Anyway I just finished building four of the D. Coats NUCs that are built from 1/2" plywood and do not have an SBB screened bottom. So my question is when you do the vaporized OA treatment does it kill the mites or just make them loose their grip temporarily. My concern is whether the mites that have fallen to the solid wood floor of the NUC will recover and crawl back up or not.
Thanks for the idea, time and support.
 
#34 ·
Hi,
The OA will kill the mites. There are several debates as to how it kills them. Some say it burns their feet and mouths where they can not eat or crawl. Just remember it does not penetrate the capped brood so several treatments must be applied.
The threads on the glow plugs, Champion CH69 and Autolite 1104, are 12mm X 1.25 metric. to simplify the set-up I just turned the threads off and fasten it with a set screw. I'm machining another set up from stainless steel and aluminum. I'll post pics when I have it finished this week. Would love to see what you build also.


That's a nice set up!
Caution:
1. The oxalic acid will sublime when heated and if you wait for 10 minutes it will precipitate as a very small crystal.
2. Do not pull the unit off the hive to soon because you will expose your lungs to the micro crystals!
Good luck,
Good advice.
Thanks!
 
#35 ·
"and if you wait for 10 minutes it will precipitate as a very small crystal"

It is my belief that the vapor is hydrophyllic. The bees keep the interior of the hive at a very high moisture content due to evaporation and respiration. The vapor hits the moisture and is readily absorbed. This drastically changes the PH of the moisture in the hive to a highly acid condition.

The bees will change out the air in the hive as soon as you open it up. They will set up a fan and move the old air out until the inside air meets their "specs".
So, as long as the hive components are damp, there will be no crystals precipitating. The surfaces will have a low PH but can'[t tell for how long.

Location identification entries:
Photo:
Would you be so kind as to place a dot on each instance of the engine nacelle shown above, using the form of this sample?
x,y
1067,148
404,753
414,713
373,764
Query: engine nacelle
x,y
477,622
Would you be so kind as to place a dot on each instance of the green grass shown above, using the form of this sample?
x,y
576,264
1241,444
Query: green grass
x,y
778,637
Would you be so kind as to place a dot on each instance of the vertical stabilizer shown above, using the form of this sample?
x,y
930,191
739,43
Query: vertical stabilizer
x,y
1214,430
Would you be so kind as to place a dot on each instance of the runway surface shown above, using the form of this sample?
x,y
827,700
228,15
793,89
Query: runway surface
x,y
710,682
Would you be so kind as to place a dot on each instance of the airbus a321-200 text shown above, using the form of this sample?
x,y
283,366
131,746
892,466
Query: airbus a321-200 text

Exercise tasks -
1. In the oxalic acid thread, what thread size do the Champion CH69 and Autolite 1104 glow plugs have?
2. Summarize the oxalic acid thread in two sentences.

Completed exercise -
1. 12mm X 1.25 metric.

2. A beekeeper asks whether vaporized oxalic acid kills mites or only loosens their grip, and a reply says it kills them but does not penetrate capped brood, so several treatments are needed. Another reply warns that the sublimed acid precipitates as tiny crystals that can reach the lungs if the unit is pulled too soon, while a later post argues that the vapor is absorbed by the hive's moisture, so no crystals precipitate while the components stay damp.